§ Supplied text
==*==

If you’re the lucky recipient of gladiolus or you’ve treated yourself to this beautiful flower, these maintenance tips will help you nurture them so they last as long as possible. Begin by placing them in a clean vase in clean, lukewarm water. Find a spot where they can enjoy exposure to full sunlight, which is ideal for ensuring they thrive. While they won’t wilt in partial shade, you’ll notice they look more vibrant and lively in the sunshine.
Assess the condition of the arrangement at least every couple of days. Look for signs of fading and discoloration, and remove any flowers that don’t look as robust as the others. Be mindful of any foliage that may otherwise be submerged in the water, too. Remove these leaves, or you risk dealing with unexpected rot that affects the health of the stem and the integrity of the water.
Cut at least an inch off the bottom at an angle, which allows the stems to soak up as much moisture as possible. Use a non-serrated blade, as any ragged or frayed cuts could cause premature decay. The idea is to produce as clean and flawless a cut as possible. To avoid dealing with possible air bubbles that may otherwise prevent the flowers from absorbing moisture, keep them submerged in water while you cut.
Then pour out the old water and replace it with fresh, lukewarm water when you’re done examining the arrangement. For optimal results and to protect the integrity of the stems, rinse them out before you put them back in the vase. That will minimize any bacteria or debris they may have picked up during this time. Add flower food to the vase, and repeat this entire process regularly to get the most out of your gladioli.
Ideally, aim to purchase gladioli when the blooms haven’t yet opened fully. That will give you or your recipient more time to nurture them and enjoy their beauty. Keep in mind, too, that sunlight is your gladioli’s best friend. However, when the flowers open, you can move the arrangement away from sources of heat and direct light, including windows and space heaters. A spot with indirect light is ideal, so long as the plant has a chance to catch some rays. Otherwise, you risk dealing with dehydrated flowers. As always, if you notice any damage to specific stems, simply pluck them away to prevent them from harming the rest of the arrangement.

==*==

§ Records provided
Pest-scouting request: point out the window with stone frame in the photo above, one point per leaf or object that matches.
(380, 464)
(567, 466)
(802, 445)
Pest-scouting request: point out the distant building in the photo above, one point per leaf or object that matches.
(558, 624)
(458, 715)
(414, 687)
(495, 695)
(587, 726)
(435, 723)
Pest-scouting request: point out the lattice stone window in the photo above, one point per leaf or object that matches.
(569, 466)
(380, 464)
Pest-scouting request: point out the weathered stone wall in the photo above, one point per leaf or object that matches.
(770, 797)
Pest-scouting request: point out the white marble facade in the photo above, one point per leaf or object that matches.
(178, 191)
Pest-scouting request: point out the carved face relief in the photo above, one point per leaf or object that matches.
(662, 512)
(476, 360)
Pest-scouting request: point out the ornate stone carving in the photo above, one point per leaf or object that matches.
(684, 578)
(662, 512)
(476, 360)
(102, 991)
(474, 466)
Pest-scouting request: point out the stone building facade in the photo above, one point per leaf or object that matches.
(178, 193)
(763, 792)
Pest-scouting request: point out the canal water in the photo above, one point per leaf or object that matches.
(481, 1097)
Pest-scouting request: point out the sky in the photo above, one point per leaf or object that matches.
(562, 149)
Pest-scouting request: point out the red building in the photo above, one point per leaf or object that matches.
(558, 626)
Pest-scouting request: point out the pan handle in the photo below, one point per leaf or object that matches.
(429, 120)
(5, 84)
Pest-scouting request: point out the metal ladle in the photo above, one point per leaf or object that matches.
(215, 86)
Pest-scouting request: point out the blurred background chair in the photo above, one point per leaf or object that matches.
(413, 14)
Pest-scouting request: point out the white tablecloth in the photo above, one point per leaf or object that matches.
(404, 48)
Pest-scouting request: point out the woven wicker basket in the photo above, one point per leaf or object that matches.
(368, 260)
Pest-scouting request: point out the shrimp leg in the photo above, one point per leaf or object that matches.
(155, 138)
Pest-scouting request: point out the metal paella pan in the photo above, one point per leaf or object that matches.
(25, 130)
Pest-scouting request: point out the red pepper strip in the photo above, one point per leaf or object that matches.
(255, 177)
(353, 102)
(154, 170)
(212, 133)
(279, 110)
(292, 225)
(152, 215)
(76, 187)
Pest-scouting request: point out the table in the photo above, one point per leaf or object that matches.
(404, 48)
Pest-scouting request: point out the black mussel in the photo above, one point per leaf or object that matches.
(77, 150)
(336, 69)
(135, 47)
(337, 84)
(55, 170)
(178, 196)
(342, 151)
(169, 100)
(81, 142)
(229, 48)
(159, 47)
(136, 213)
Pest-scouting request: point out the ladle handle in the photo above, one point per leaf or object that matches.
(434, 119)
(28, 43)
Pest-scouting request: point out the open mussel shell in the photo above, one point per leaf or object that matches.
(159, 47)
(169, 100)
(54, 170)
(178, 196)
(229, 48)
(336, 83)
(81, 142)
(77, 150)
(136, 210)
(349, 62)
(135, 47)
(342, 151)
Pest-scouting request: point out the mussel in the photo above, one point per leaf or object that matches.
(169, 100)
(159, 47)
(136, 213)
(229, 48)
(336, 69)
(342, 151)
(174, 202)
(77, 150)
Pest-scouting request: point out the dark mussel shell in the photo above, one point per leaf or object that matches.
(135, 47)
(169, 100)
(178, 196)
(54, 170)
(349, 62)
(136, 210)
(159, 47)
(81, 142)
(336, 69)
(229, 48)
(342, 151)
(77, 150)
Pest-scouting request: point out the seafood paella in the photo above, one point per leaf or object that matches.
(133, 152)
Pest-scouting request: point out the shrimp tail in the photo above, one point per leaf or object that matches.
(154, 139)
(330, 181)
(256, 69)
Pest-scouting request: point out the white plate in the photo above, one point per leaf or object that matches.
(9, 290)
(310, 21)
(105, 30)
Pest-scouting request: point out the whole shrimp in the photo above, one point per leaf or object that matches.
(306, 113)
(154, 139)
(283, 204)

==*==

§ Task directions
From the gladiolus care text, return everything from "Assess the condition" down to "while you cut.", word for word.

§ The completed task
Assess the condition of the arrangement at least every couple of days. Look for signs of fading and discoloration, and remove any flowers that don’t look as robust as the others. Be mindful of any foliage that may otherwise be submerged in the water, too. Remove these leaves, or you risk dealing with unexpected rot that affects the health of the stem and the integrity of the water.
Cut at least an inch off the bottom at an angle, which allows the stems to soak up as much moisture as possible. Use a non-serrated blade, as any ragged or frayed cuts could cause premature decay. The idea is to produce as clean and flawless a cut as possible. To avoid dealing with possible air bubbles that may otherwise prevent the flowers from absorbing moisture, keep them submerged in water while you cut.